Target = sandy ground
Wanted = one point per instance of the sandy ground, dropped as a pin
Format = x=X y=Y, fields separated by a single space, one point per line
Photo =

◇ ◇ ◇

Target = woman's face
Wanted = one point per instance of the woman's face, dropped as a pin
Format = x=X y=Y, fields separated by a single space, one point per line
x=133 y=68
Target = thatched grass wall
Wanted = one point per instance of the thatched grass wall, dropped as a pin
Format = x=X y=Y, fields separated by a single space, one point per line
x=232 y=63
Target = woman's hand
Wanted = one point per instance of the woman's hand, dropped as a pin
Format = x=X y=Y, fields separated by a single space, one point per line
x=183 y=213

◇ ◇ ◇

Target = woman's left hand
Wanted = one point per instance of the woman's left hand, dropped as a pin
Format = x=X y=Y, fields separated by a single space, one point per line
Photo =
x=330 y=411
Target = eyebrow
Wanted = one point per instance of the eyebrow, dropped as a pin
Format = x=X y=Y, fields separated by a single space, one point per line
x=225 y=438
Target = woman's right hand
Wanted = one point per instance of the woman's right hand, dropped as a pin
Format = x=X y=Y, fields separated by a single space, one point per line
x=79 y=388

◇ ◇ ◇

# Do this
Locate every line in the material above that contains the word "eyebrow" and copy each of those lines out in full.

# Exercise response
Target = eyebrow
Wanted = one point per instance of the eyebrow, dropped as a pin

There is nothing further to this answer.